[Begin Items]

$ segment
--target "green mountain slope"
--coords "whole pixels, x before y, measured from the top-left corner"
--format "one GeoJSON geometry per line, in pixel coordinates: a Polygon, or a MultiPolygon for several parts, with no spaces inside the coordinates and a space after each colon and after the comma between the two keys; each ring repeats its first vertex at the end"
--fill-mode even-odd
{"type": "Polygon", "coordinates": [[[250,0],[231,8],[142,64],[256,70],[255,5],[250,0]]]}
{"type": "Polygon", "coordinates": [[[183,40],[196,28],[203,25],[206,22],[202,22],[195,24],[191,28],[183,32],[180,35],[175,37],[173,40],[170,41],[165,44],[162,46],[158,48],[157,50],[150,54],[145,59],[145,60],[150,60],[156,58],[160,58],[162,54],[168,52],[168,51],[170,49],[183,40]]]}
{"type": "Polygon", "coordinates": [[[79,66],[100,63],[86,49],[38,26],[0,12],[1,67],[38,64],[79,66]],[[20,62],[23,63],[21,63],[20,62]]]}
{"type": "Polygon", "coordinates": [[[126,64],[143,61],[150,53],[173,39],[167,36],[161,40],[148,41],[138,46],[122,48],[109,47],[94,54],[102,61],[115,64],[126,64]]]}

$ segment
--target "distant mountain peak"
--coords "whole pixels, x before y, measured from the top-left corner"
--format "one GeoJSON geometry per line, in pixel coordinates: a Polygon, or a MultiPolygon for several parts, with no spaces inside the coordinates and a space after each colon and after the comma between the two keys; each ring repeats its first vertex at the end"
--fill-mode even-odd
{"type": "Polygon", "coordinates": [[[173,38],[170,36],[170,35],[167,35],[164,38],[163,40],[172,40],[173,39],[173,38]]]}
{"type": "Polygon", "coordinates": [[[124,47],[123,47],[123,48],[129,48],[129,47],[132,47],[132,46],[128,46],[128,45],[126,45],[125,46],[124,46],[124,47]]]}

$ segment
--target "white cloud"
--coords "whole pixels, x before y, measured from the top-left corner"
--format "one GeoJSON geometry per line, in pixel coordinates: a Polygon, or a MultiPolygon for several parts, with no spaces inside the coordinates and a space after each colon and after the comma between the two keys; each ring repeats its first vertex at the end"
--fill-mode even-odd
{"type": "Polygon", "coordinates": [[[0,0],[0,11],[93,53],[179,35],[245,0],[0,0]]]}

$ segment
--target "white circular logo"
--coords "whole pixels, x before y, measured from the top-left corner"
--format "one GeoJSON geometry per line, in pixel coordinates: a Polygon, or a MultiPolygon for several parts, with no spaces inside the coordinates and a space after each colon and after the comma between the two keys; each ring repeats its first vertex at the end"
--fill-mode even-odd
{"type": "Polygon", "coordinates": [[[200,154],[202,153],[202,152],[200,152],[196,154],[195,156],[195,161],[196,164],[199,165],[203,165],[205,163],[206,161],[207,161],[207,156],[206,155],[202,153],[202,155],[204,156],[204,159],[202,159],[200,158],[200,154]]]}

[End Items]

What the task requires:
Gather every line of the data above that contains the string "white", treating uppercase and lowercase letters as distinct.

Written response:
--target "white cloud"
--target "white circular logo"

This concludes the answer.